Compito 1:
Rispondi a queste domande sull'estratto:
(a) Quanti anni ci separano dalla scorsa tornata elettorale politica?
(b) Quali due politici hanno tentato la ricomposizione neocentrista?
(c) A quale partito faceva riferimento il cristianesimo sociale e liberale?

Estratto:
= = = =

Per questo, nei quattro anni soltanto che ci separano dalla scorsa tornata elettorale politica, molto è cambiato, alla radice, nella profondità dei rapporti strutturali di classe, nella quotidianità della sopravvivenza di milioni di persone che prima riuscivano a stare a galla con i miseri salari e le pensioni italiane e che oggi, invece, proprio secondo ISTAT sono entrati a far parte del girone infernale delle “nuove povertà“.

Paradossalmente, quello che sembra meno cambiato tra tutti è proprio il PD che langue nel ventre molle di un liberismo oggi, a dire il vero, molto attratto dalla ricomposizione neocentrista tentata da Calenda e Renzi e dal voto alle destre classiche a trazione meloniana con una imbellettamento fintamente democratico, veramente atlantista e comunque sempre xenofobo e razzista, vandeano e conservatore, per potersi accreditare meglio presso le classi dirigenti.

La sconfitta storica del Partito Democratico, almeno in questa fase, non è data tanto dall’impossibilità di coniugare gli interessi dei lavoratori e dei ceti più deboli con la tutela dei privilegi imprenditoriali e delle esigenze del mercato; semmai è confermata come farsa (che non separa da sé stessa la enorme tragedia in cui viviamo) nell’attimo in cui fa davvero fatica ad intercettare tanto il voto popolare quanto quello delle classi agiate, della buona borghesia moderna.

All’impossibile rappresentazione di un trasversalismo politico che, alla prova dei fatti e del confronto con la vera realtà sociale, si infrange impietosamente, si accompagna una contraddizione ulteriore: aver abbandonato i valori della sinistra, anche moderata, socialdemocratica e riformista dei DS di un tempo, e non essere riusciti ad affermare quelli di un cristianesimo sociale e liberale al tempo stesso, cui faceva riferimento La Margherita di prodiana memoria.

E tutto questo dopo essersi definitivamente separati da ogni idea di condivisione di un percorso con una sinistra di alternativa che, oggi, non può non guardare ad un obiettivo di ricompensazione del tutto mediante il progetto di una costruzione di un soggetto politico anticapitalista, antiliberista, per la pace e per tutto quello che viene oggi negato all’Italia dal draghismo.

= = = =

Dati di partenza:
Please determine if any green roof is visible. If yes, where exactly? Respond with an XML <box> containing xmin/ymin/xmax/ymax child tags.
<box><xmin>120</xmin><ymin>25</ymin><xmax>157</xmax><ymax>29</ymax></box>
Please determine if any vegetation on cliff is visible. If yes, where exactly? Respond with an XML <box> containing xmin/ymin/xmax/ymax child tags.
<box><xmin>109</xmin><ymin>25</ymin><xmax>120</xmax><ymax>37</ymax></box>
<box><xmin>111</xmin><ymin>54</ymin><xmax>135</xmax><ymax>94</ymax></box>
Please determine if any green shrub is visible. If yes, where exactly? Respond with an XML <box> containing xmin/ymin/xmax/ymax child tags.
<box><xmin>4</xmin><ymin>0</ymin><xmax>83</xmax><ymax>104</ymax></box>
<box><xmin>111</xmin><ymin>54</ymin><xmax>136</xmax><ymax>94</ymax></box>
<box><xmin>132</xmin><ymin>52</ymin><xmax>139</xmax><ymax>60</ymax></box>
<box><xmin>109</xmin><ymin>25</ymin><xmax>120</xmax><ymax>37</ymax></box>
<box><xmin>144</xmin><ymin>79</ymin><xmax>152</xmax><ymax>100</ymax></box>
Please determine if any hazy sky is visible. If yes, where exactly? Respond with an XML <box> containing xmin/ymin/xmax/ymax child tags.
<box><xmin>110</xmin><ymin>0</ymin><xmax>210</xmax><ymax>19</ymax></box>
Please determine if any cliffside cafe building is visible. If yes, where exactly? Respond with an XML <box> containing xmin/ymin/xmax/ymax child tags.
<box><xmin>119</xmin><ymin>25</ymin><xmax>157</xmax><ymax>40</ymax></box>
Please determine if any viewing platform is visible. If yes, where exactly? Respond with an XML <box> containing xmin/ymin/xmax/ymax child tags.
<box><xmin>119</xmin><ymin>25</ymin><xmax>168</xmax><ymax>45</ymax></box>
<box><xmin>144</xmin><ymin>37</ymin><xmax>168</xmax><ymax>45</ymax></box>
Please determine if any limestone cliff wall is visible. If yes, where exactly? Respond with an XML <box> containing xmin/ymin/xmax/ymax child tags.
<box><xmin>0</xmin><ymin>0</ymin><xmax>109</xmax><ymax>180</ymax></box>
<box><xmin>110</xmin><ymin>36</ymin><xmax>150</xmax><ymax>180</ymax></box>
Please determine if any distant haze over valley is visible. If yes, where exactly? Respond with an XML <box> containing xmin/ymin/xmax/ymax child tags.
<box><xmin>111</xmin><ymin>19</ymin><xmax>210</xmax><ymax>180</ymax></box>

= = = =

Compito 2: Ricopia senza cambiare nulla il tratto dei record che va dalla riga contenente "Please determine if any limestone" fino alla fine dei record, entrambi gli estremi compresi.

Risultato 1:
(a) Quattro anni.
(b) Calenda e Renzi.
(c) La Margherita.

Risultato 2:
Please determine if any limestone cliff wall is visible. If yes, where exactly? Respond with an XML <box> containing xmin/ymin/xmax/ymax child tags.
<box><xmin>0</xmin><ymin>0</ymin><xmax>109</xmax><ymax>180</ymax></box>
<box><xmin>110</xmin><ymin>36</ymin><xmax>150</xmax><ymax>180</ymax></box>
Please determine if any distant haze over valley is visible. If yes, where exactly? Respond with an XML <box> containing xmin/ymin/xmax/ymax child tags.
<box><xmin>111</xmin><ymin>19</ymin><xmax>210</xmax><ymax>180</ymax></box>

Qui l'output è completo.